Instructions:
A. In the reply on XOR and entropy, why can the XOR operation in the LRNG yield at most one bit of entropy? Explain in one to three sentences.
B. Print the passage of the reply on XOR and entropy starting at "max(max(H(A), H(B)), H(C))" and ending at "us one bit.".

Am Dienstag, 26. April 2016, 20:23:46 schrieb George Spelvin:

Hi George,

> > And considering that I only want to have 0.9 bits of entropy, why
> > should I not collapse it? The XOR operation does not destroy the existing
> > entropy, it only caps it to at most one bit of information theoretical
> > entropy.
> 
> No.  Absolutely, demonstrably false.
> 
> The XOR operation certainly *does* destroy entropy.
> If you have 0.9 bits of entropy to start, you will have less
> after the XOR.  It does NOT return min(input, 1) bits.

As I am having difficulties following your explanation, let us start at the 
definition:

XOR is defined as an entropy preserving operation, provided the two arguments 
to the XOR operation are statistically independent (let us remember that 
caveat for later).

That means, the entropy behavior of H(A XOR B) is max(H(A), H(B)) if they are 
independent. For example, A has 5 bits of entropy and B has 7 bits of entropy, 
A XOR B has 7 bits of entropy. Similarly, if A has zero bits of entropy the 
XORed result will still have 7 bits of entropy from B. That applies regardless 
of the size of A or B, including one bit sized chunks. The same applies when 
XORing more values:

A XOR B XOR C = (A XOR B) XOR C

Now, the entropy behaves like:

max(max(H(A), H(B)), H(C)) = max(H(A), H(B), H(C))

Now, with that definition, let us look at the LRNG method. The LRNG obtains a 
time stamp and uses the low 32 bits of it. The LRNG now slices those 32 bits 
up in individual bits, let us call them b0 through b31.

The LRNG XORs these individual bits together. This means:

b0 XOR b1 XOR b2 XOR ... XOR b31

This operation gives us one bit.

How is the entropy behaving here? Let us use the definition from above:

H(XORed bit) = max(H(b0), H(b1), ..., H(b31))

We know that each individual bit can hold at most one bit. Thus the formula 
implies that the XOR operation in the LRNG can at most get one bit of entropy.


Given these findings, I now have to show and demonstrate that:

1. the individual bits of a given 32 bit time stamp are independent (or IID in 
terms of NIST)

2. show that the maximum entropy of each of the individual bits is equal or 
more to my entropy estimate I apply.


Regarding 1: The time stamp (or cycle counter) is a 32 bit value where each 
of the bits does not depend on the other bits. When considering one and only 
one time stamp value and we look at, say, the first 20 bits, there is no way 
it is clear what the missing 12 bits will be. Note I am not saying that when 
comparing two or more time stamps that one cannot deduce the bits! And here it 
is clear that the bits within one given time stamp are independent, but 
multiple time stamps are not independent. This finding is supported with 
measurements given in 3.4.1 (I understand that the measurements are only 
supportive and no proof). Figure 3.1 shows an (almost) rectangular 
distribution which is the hint to an equidistribution which in turn supports 
the finding that the individual bits within a time stamp are independent. In 
addition, when you look at the Shannon/Min Entropy values (which do not give 
an entropy estimate here, but only help in understanding the distribution!), 
the values show that the distribution has hardly any discontinuities -- please 
read the explanation surrounding the figure.

Material provided:
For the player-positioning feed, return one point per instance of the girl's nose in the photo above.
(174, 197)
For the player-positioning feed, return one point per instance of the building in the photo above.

The results:
A. Under the definition the reply uses, XORing statistically independent values gives a result whose entropy is the maximum of the inputs' entropies, so the XORed bit has entropy max(H(b0), H(b1), ..., H(b31)). Each individual bit can hold at most one bit, so that maximum, and with it the result, is capped at one bit.

B.
max(max(H(A), H(B)), H(C)) = max(H(A), H(B), H(C))

Now, with that definition, let us look at the LRNG method. The LRNG obtains a 
time stamp and uses the low 32 bits of it. The LRNG now slices those 32 bits 
up in individual bits, let us call them b0 through b31.

The LRNG XORs these individual bits together. This means:

b0 XOR b1 XOR b2 XOR ... XOR b31

This operation gives us one bit.